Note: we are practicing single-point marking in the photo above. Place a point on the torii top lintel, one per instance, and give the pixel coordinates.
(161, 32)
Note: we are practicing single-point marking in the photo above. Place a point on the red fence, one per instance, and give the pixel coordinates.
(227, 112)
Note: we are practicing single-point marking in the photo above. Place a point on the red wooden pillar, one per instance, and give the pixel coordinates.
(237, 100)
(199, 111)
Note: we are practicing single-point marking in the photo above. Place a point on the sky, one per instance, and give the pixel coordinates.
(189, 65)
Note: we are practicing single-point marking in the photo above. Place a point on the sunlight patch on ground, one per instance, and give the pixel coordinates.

※

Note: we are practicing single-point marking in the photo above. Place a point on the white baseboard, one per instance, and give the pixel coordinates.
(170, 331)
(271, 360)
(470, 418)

※

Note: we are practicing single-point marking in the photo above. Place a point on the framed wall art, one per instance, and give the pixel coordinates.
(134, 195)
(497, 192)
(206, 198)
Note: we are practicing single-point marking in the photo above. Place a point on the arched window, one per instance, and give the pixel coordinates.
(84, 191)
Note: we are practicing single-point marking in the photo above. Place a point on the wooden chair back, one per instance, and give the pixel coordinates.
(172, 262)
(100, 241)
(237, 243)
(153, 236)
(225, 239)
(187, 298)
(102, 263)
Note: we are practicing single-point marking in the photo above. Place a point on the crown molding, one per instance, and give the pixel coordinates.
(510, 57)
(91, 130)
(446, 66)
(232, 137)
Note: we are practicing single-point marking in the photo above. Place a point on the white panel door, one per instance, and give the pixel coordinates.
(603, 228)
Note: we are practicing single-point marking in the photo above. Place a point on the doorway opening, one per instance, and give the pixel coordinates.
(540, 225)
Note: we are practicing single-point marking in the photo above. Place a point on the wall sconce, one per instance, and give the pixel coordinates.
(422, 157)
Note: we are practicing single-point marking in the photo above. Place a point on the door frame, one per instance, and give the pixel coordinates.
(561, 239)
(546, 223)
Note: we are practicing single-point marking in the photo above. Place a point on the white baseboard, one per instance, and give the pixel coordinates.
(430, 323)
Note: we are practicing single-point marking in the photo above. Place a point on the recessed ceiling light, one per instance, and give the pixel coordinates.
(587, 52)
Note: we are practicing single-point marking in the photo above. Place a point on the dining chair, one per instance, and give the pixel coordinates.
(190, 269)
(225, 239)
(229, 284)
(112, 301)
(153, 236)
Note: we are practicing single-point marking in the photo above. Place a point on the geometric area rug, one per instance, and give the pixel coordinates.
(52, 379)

※

"the sky, one" 문구가 있는 행에서 시작해 "on the sunlight" 문구가 있는 행까지, 양 끝 행을 포함한 행들만 요청 문장까지 빠짐없이 다시 적으세요. 답에 나오는 좌표값은 모두 2.5를 곱한 뒤 정수로 반올림하되, 0.5는 올림으로 처리하세요.

| 연습 답안 |
Note: we are practicing single-point marking in the photo above. Place a point on the sky, one per instance, and give the pixel coordinates.
(473, 163)
Note: we are practicing single-point marking in the photo above. Place a point on the sunlight patch on ground, one per instance, and give the pixel coordinates.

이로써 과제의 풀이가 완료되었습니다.